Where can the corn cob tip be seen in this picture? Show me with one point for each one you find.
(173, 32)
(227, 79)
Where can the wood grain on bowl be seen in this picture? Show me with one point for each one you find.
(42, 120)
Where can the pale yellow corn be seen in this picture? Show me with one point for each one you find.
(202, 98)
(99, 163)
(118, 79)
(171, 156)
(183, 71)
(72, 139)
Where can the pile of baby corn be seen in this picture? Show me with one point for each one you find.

********

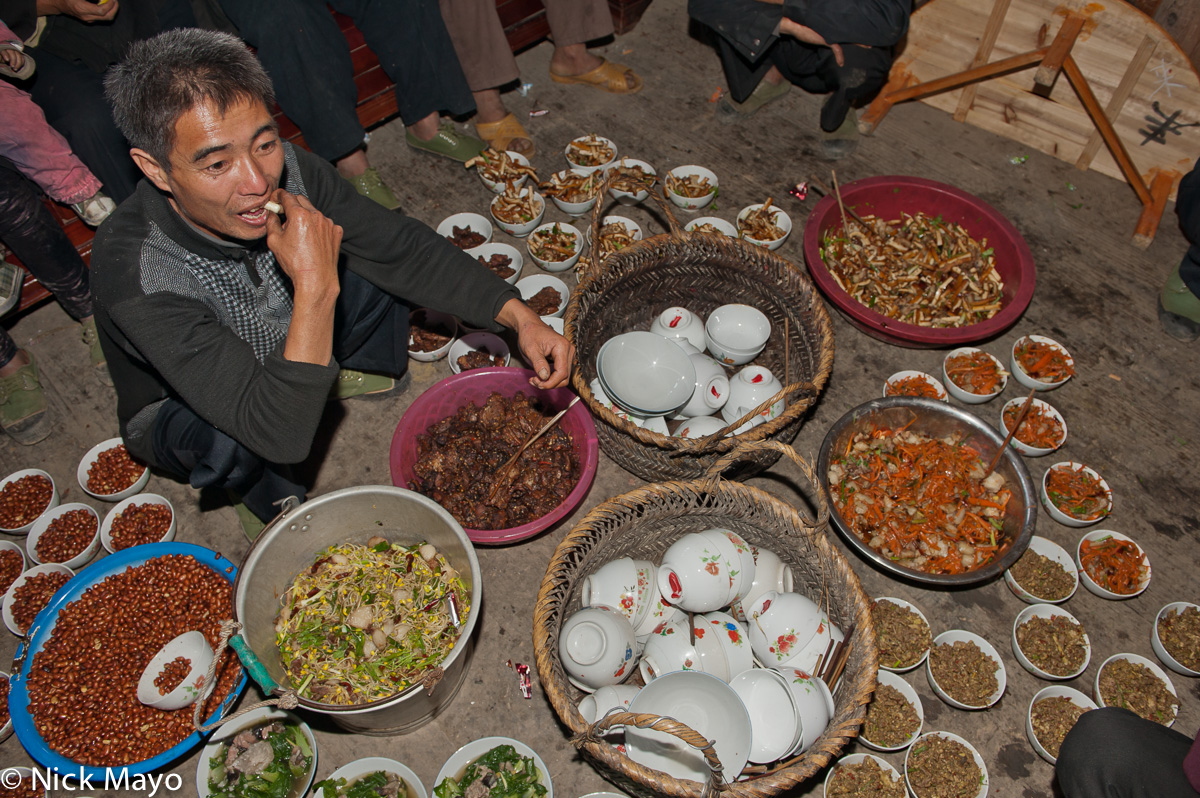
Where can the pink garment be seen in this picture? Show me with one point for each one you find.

********

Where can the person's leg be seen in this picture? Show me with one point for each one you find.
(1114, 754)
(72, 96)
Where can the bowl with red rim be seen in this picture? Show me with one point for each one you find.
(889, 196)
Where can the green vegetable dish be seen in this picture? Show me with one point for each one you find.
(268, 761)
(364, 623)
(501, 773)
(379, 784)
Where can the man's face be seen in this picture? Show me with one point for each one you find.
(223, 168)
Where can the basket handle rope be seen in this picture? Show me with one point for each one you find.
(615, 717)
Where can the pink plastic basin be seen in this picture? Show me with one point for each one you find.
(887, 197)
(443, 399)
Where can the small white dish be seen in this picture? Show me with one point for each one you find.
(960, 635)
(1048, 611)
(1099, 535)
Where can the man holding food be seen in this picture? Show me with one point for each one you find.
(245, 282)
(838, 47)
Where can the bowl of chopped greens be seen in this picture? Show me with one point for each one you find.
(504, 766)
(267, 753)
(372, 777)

********

# GOAL
Find each line in the data above that contains the word "corn" and copy those lines. Treat uppercase and lowercase letters as different.

# FULL RESPONSE
Where can the corn cob tip be seen in this picture? Show me with one point for each one you find.
Where can the pale yellow corn be seen in this picture? Show me with one point for each one you find.
Where can the pile of baby corn be seen in this picture? Show me with one point for each one you find.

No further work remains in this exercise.